> **Problem to work on**
Those lines of the records that contain "face" are to be located and copied.

> **Supplied material**
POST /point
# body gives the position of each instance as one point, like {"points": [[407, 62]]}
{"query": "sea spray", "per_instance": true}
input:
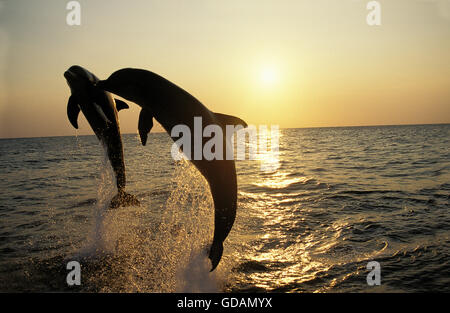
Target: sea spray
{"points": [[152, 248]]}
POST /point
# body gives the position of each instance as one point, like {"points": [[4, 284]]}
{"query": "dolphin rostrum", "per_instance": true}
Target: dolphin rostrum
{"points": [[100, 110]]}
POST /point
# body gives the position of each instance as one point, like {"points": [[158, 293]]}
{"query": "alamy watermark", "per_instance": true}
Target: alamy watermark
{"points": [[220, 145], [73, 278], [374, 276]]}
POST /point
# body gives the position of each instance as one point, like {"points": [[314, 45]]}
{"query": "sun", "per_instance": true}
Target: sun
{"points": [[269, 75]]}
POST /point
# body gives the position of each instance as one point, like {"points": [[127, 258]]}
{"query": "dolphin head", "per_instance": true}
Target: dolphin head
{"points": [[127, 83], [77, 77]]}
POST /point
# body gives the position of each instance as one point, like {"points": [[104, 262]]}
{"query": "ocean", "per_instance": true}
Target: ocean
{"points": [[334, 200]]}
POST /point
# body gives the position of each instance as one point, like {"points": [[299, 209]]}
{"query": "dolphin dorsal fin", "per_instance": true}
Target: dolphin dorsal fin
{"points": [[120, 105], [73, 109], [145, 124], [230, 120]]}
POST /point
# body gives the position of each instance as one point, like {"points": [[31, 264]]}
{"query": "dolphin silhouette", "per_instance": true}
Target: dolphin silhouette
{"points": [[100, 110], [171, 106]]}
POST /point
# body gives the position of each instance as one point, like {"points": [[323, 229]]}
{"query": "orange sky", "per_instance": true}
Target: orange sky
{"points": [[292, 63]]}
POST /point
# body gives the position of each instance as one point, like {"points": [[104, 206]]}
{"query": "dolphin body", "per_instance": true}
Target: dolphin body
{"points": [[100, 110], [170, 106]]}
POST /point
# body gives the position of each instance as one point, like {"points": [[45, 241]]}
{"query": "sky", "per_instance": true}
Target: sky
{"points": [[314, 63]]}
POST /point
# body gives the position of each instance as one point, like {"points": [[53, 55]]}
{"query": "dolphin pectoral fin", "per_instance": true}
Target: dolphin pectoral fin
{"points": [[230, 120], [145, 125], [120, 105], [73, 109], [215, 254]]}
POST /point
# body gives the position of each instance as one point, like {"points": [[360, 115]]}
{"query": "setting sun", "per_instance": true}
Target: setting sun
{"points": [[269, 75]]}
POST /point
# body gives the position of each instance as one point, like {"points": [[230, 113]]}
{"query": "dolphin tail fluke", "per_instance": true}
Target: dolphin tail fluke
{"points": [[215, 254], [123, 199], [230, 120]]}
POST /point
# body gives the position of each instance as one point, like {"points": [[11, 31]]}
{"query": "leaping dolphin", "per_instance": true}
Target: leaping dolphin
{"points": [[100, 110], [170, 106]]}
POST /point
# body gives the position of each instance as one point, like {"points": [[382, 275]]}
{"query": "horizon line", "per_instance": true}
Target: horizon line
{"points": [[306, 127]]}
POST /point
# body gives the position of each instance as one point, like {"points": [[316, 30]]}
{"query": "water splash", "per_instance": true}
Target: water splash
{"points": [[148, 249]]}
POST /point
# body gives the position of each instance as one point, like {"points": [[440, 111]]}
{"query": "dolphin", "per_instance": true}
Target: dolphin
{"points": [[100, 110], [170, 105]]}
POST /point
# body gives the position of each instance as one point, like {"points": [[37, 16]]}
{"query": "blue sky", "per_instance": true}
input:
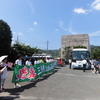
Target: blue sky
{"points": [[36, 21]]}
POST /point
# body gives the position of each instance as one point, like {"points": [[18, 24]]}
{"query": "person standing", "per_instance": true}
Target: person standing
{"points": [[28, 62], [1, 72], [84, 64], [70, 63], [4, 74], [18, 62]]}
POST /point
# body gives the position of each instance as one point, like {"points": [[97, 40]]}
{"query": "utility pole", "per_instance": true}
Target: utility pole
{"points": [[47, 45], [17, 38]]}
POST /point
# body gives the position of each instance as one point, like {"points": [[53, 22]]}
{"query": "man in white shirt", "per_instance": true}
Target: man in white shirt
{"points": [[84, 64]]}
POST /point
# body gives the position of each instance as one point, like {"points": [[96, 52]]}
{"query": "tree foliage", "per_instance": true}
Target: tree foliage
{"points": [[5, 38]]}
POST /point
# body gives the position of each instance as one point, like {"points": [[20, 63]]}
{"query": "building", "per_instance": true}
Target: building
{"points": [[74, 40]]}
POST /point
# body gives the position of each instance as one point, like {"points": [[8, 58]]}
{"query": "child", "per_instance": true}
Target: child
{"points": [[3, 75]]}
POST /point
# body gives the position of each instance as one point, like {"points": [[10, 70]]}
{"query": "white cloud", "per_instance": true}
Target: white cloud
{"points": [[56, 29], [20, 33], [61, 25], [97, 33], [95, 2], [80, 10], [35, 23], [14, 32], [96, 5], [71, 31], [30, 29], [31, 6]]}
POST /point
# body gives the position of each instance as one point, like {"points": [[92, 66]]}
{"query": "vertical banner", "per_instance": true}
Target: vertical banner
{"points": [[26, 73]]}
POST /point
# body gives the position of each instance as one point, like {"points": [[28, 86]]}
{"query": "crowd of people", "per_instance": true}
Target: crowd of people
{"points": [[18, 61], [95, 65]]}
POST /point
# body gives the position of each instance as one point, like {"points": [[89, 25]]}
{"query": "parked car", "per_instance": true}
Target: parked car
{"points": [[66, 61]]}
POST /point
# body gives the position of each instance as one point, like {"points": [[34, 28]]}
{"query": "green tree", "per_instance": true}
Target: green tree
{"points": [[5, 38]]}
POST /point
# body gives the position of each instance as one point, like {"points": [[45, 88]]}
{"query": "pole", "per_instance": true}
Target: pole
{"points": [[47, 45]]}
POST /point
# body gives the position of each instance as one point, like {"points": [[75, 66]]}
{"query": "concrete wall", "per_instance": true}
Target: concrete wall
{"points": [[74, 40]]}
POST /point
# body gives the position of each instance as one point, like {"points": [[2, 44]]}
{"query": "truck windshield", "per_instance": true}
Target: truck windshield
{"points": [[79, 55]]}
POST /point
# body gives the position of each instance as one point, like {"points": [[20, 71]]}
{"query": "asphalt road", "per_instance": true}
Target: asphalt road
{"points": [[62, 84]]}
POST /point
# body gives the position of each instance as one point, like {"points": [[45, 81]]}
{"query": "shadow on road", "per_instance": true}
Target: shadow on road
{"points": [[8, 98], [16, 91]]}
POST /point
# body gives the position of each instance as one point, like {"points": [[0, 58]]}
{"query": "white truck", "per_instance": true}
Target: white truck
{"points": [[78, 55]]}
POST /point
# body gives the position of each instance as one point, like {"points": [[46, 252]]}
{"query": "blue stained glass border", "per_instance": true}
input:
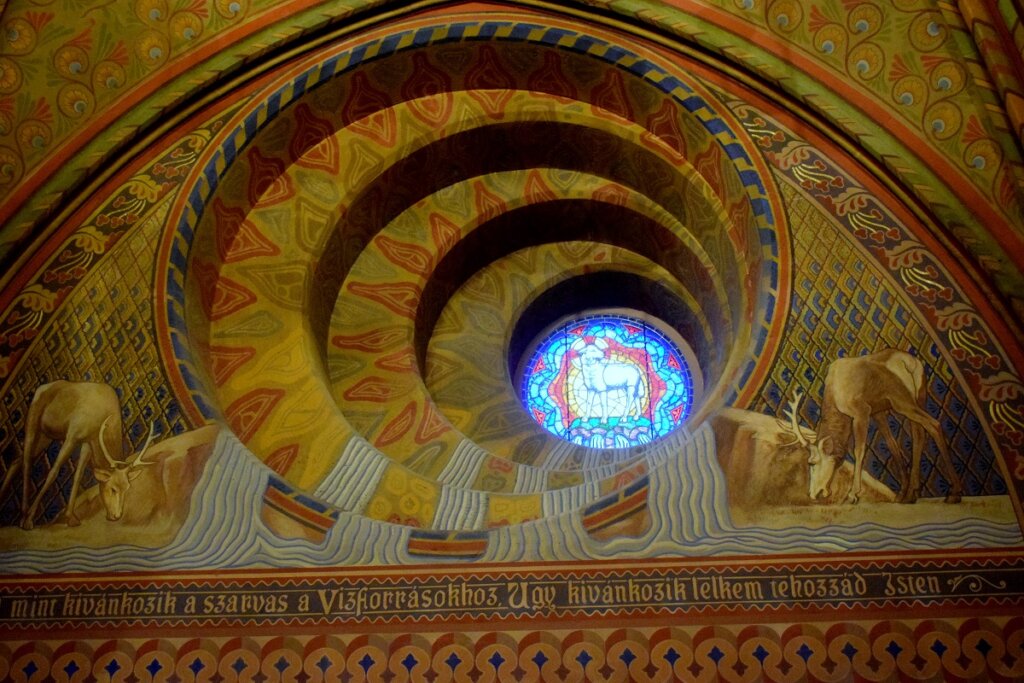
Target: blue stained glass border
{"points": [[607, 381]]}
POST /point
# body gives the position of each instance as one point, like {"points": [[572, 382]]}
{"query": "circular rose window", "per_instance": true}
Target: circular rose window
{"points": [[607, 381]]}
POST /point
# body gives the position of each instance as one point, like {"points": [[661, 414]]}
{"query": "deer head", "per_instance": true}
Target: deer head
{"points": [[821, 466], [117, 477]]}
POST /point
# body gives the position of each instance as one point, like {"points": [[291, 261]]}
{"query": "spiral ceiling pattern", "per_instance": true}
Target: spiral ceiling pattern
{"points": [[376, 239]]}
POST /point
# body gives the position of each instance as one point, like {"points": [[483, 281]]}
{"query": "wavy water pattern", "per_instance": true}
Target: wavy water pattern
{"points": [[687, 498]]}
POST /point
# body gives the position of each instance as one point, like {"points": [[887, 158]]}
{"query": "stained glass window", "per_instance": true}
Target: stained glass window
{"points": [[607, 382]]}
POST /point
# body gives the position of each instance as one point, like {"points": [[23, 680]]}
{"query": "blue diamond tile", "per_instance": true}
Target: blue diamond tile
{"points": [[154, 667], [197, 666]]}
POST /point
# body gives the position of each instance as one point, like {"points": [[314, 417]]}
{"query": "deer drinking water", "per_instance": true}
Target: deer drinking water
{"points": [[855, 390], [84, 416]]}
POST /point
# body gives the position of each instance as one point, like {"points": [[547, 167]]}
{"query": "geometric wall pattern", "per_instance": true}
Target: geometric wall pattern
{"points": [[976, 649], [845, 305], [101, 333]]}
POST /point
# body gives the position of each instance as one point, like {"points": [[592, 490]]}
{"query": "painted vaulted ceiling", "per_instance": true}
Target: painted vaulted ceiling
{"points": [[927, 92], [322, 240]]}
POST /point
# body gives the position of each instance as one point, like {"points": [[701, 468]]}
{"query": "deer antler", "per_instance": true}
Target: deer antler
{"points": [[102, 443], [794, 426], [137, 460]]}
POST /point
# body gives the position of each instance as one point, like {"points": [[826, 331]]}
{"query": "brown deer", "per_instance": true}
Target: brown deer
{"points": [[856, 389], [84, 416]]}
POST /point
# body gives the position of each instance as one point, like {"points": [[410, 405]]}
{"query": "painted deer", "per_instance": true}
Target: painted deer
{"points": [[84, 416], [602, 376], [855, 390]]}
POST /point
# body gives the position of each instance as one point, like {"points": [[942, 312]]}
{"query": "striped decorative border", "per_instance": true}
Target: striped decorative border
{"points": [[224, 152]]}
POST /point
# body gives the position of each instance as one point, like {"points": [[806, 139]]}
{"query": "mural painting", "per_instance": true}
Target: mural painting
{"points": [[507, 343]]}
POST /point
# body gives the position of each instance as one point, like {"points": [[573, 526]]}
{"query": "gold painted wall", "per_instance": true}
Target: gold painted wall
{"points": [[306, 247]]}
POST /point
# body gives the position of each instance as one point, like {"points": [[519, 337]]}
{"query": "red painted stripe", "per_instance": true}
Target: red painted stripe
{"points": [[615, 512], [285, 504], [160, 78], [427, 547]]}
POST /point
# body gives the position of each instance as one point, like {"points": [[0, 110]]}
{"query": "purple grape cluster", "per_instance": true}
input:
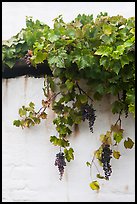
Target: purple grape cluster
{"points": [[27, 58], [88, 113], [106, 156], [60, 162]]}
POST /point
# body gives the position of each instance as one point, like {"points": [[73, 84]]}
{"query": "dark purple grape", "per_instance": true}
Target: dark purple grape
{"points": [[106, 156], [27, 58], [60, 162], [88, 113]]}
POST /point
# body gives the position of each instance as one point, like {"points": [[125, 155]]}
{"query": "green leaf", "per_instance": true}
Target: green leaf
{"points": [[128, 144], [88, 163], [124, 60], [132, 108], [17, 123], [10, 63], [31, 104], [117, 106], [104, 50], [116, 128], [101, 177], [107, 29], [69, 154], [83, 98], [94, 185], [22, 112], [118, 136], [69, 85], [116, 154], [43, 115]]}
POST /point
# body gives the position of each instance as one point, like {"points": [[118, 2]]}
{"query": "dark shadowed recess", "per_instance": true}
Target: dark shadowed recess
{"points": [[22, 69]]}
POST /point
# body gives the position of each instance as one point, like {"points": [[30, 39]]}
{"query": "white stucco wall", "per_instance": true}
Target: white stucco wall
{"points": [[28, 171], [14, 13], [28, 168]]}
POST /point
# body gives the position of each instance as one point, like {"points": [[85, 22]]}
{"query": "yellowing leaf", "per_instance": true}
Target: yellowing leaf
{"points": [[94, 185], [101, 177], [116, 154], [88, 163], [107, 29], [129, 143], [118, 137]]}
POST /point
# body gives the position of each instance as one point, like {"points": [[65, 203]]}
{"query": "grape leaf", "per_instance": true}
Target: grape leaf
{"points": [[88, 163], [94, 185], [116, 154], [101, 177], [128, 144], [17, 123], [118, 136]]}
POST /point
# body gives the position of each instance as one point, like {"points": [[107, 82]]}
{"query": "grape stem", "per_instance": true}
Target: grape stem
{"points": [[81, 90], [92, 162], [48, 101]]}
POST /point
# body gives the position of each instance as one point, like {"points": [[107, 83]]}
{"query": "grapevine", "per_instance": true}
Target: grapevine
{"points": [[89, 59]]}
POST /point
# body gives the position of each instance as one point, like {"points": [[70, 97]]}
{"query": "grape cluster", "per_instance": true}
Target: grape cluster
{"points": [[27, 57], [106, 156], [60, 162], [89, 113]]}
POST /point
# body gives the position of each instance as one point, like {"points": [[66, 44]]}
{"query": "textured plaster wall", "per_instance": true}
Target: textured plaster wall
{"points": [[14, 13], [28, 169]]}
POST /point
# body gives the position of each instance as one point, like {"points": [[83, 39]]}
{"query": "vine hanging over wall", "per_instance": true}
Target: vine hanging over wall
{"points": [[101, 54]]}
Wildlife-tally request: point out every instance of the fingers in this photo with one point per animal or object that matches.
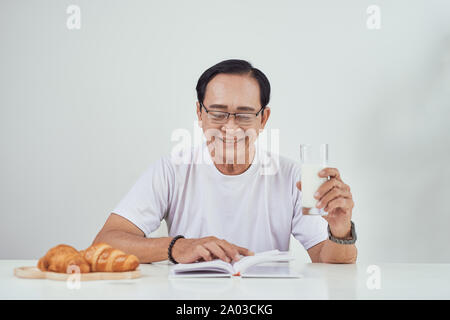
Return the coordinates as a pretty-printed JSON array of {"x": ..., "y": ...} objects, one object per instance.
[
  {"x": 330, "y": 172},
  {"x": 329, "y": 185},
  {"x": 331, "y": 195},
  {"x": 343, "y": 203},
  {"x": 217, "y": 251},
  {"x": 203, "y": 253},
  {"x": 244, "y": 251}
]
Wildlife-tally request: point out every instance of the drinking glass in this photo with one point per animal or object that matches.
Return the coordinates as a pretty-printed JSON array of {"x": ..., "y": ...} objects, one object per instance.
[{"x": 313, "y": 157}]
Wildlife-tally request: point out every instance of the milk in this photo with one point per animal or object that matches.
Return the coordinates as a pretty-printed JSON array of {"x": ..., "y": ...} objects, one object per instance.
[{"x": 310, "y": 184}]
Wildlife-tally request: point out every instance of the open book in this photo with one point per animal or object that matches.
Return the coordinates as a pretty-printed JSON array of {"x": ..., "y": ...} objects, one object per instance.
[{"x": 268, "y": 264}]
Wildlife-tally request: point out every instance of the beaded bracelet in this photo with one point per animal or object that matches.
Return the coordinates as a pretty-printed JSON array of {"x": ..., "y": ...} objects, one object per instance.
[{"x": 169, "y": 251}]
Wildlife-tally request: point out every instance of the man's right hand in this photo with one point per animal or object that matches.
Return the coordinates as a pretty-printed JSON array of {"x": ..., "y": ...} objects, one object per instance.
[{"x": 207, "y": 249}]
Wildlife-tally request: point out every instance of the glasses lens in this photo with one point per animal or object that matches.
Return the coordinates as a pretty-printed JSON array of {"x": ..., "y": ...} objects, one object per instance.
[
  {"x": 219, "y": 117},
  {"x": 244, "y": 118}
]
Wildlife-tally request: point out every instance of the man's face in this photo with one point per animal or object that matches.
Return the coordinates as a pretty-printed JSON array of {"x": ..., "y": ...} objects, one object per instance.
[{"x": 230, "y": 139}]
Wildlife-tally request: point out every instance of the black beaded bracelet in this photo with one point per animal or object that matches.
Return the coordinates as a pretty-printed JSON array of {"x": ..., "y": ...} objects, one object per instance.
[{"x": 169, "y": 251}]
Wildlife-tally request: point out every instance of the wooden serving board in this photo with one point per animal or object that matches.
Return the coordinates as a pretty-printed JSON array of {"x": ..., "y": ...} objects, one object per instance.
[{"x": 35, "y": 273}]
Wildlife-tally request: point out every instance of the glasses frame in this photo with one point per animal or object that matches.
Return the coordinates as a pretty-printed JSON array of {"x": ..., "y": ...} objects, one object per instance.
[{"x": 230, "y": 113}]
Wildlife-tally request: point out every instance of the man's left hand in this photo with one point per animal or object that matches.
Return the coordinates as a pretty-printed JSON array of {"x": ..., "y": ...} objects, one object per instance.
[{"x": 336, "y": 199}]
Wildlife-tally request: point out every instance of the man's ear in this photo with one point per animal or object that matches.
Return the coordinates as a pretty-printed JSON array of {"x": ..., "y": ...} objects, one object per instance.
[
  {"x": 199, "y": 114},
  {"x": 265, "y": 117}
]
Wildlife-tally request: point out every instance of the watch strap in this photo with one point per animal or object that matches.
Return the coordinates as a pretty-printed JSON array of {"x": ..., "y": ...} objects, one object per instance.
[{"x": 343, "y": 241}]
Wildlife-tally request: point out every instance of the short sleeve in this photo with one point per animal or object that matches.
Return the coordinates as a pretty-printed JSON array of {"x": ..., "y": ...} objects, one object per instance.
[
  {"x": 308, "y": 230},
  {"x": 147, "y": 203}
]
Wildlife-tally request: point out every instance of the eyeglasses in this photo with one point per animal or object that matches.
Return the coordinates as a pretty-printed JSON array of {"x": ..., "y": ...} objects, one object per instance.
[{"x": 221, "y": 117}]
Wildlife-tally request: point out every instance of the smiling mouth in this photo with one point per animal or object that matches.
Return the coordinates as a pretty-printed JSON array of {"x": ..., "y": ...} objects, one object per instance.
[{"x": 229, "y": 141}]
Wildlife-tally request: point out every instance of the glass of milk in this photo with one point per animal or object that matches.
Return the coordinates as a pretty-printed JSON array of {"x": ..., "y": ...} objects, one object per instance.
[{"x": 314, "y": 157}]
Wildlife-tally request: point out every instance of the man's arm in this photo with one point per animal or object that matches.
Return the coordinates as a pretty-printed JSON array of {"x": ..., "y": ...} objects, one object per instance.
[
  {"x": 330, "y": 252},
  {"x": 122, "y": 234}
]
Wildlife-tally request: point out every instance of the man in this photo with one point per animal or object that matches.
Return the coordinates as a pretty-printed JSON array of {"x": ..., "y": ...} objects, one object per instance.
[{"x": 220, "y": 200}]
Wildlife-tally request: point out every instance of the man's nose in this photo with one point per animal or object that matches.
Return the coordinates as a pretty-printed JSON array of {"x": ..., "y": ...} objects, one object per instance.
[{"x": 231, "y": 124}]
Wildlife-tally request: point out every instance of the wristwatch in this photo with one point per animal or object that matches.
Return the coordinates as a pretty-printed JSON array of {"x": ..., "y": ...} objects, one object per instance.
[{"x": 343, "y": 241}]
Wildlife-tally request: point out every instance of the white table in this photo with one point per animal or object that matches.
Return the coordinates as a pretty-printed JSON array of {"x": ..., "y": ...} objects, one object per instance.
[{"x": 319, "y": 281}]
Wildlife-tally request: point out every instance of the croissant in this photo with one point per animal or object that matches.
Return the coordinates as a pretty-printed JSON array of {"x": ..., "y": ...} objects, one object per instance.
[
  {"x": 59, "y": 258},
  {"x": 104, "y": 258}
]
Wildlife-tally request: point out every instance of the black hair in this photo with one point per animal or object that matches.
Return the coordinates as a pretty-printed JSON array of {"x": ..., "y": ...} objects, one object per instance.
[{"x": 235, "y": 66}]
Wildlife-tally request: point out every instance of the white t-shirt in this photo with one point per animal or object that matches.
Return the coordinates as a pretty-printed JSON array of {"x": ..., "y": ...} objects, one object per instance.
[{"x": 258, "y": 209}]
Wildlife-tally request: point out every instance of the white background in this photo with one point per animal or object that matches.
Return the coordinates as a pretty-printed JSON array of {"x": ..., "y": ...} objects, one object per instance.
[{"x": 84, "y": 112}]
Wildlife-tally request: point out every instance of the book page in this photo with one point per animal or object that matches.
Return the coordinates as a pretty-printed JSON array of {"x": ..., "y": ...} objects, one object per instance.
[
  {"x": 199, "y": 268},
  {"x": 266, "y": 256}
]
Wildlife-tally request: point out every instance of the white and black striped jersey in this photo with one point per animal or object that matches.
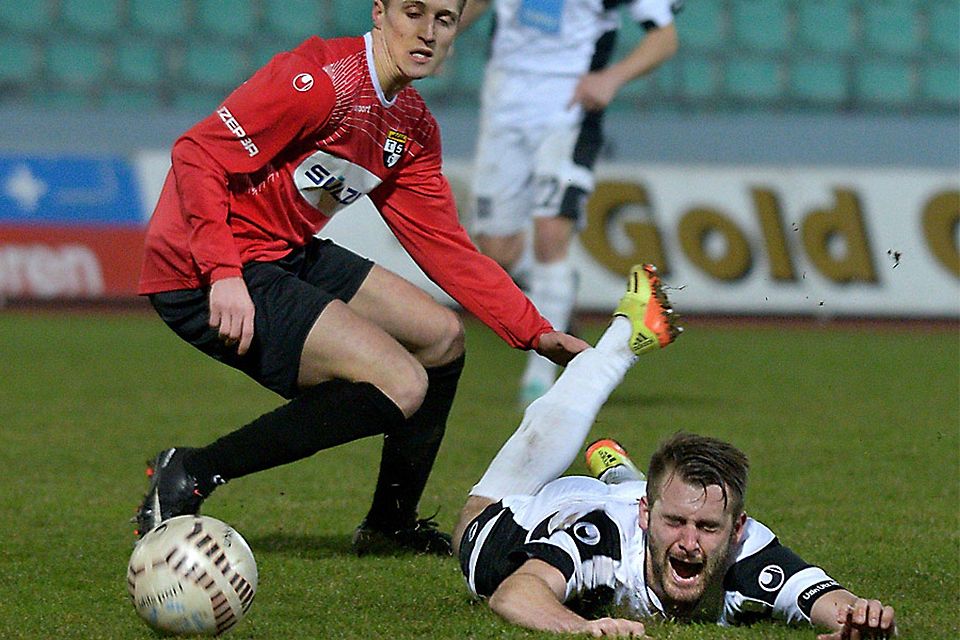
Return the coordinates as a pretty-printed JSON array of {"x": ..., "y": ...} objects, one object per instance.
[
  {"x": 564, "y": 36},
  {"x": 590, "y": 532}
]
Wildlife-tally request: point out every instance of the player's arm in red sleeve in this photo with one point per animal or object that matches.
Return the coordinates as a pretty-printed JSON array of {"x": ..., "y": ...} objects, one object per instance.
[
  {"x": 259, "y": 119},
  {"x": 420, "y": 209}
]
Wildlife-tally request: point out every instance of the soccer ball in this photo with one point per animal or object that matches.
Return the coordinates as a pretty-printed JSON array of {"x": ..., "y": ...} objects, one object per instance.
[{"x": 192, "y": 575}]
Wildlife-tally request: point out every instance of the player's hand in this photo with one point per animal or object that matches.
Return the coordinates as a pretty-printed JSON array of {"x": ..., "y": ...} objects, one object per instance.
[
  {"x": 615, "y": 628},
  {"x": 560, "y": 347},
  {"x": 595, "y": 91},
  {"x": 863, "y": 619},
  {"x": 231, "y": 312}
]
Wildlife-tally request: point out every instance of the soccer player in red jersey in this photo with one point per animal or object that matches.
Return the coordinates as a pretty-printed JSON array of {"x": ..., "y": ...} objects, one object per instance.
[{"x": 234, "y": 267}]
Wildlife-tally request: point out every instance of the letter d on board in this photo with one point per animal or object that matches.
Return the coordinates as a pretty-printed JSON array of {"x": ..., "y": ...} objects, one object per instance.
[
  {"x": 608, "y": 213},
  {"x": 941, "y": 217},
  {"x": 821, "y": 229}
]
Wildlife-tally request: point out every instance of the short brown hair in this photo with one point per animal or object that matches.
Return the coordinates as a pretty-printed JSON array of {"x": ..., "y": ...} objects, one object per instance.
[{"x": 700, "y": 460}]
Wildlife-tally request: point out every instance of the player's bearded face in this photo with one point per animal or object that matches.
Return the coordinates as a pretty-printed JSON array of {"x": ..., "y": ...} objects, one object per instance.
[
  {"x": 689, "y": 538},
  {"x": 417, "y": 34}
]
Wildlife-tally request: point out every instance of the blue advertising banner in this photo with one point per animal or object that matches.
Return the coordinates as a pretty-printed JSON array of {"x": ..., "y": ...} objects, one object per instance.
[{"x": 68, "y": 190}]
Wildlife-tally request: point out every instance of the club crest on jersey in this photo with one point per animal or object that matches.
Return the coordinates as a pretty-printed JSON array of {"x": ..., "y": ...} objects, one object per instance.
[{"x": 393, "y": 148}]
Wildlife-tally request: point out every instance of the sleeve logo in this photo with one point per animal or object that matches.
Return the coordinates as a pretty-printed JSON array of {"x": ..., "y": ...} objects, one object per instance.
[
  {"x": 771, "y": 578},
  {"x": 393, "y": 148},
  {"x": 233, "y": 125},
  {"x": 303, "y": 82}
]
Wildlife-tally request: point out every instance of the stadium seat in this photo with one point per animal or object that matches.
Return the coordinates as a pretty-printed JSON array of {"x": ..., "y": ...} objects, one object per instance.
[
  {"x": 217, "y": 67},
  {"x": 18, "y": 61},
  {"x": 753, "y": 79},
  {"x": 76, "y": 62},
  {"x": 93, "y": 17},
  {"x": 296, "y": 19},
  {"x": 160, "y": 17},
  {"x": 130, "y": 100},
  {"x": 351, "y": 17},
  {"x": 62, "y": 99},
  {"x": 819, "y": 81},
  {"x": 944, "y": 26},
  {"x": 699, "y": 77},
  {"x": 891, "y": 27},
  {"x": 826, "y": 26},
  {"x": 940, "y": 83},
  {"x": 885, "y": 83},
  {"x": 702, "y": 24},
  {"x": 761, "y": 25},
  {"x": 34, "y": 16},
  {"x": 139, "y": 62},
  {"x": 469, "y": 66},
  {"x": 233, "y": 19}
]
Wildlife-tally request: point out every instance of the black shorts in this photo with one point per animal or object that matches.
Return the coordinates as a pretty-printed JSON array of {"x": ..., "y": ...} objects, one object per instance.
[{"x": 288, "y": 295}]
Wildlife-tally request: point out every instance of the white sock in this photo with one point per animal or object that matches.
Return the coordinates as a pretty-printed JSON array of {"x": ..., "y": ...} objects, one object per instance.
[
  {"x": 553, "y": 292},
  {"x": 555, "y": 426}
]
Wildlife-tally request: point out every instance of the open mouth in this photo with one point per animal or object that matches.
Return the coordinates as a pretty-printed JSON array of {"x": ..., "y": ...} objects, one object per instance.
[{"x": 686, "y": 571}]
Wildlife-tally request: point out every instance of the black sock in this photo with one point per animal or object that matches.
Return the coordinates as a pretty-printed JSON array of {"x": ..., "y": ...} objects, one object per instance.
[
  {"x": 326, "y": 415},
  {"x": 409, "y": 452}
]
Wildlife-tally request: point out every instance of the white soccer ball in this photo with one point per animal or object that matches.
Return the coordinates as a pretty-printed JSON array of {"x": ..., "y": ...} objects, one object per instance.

> **Response box**
Wildlife-tally request: point out every instance of the man's face in this photo with one point per animal or object that matches.
Wildlife-tally request: point out every instance of the player's bearded face in this photo with one point per animal or object that matches.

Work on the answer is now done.